>> Begin

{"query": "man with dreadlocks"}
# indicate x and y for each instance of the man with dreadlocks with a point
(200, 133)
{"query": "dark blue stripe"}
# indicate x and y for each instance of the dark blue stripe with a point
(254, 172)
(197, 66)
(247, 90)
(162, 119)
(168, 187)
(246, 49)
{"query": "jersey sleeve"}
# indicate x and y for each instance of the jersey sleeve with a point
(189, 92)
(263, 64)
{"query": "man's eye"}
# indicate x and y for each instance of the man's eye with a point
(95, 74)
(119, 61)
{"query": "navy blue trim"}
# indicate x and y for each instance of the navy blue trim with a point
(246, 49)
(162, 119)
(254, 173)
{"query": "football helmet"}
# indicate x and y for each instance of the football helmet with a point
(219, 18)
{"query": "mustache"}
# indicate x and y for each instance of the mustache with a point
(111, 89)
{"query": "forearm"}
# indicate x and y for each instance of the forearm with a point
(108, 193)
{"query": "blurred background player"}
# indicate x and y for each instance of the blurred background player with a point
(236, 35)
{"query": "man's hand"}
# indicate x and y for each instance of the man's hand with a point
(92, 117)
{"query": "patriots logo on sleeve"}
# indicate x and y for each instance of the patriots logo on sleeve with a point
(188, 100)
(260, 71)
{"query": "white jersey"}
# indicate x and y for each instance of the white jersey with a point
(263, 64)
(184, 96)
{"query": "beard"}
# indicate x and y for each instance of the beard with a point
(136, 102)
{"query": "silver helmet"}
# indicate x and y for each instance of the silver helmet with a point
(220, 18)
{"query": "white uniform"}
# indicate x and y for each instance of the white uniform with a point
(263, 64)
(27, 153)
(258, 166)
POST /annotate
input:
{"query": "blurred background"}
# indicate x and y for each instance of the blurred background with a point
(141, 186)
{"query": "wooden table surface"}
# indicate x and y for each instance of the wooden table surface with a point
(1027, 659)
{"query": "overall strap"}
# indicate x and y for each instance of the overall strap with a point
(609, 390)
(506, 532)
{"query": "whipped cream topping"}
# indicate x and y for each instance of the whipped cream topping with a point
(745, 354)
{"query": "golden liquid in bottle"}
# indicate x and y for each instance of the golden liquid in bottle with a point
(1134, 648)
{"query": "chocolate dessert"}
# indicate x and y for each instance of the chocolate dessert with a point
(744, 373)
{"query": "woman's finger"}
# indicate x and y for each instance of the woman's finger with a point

>> End

* _WHAT YOU SHOULD DO_
Take the line that contains "POST /annotate" and every line after it through the end of the listing above, and repeat them exactly.

* _THE ANSWER_
POST /annotate
input:
{"query": "blurred background"}
# indicate x and y for each instance of the blurred background with a point
(141, 186)
{"query": "wooden table surface"}
# indicate x and y for each instance of the wooden table surface with a point
(1027, 659)
{"query": "overall strap"}
# indicate x and y for each instance of the overall strap with a point
(609, 390)
(506, 532)
{"query": "whipped cream topping"}
# indicate x and y for each instance of the whipped cream topping with a point
(745, 354)
{"query": "golden liquid in bottle"}
# indicate x and y for each instance of the golden liquid in bottle with a point
(1134, 648)
{"query": "chocolate dessert"}
# indicate x and y for each instance of the chocolate dessert with a point
(744, 373)
{"query": "woman's finger"}
# indicate x and y for each instance of the woman's finger with a point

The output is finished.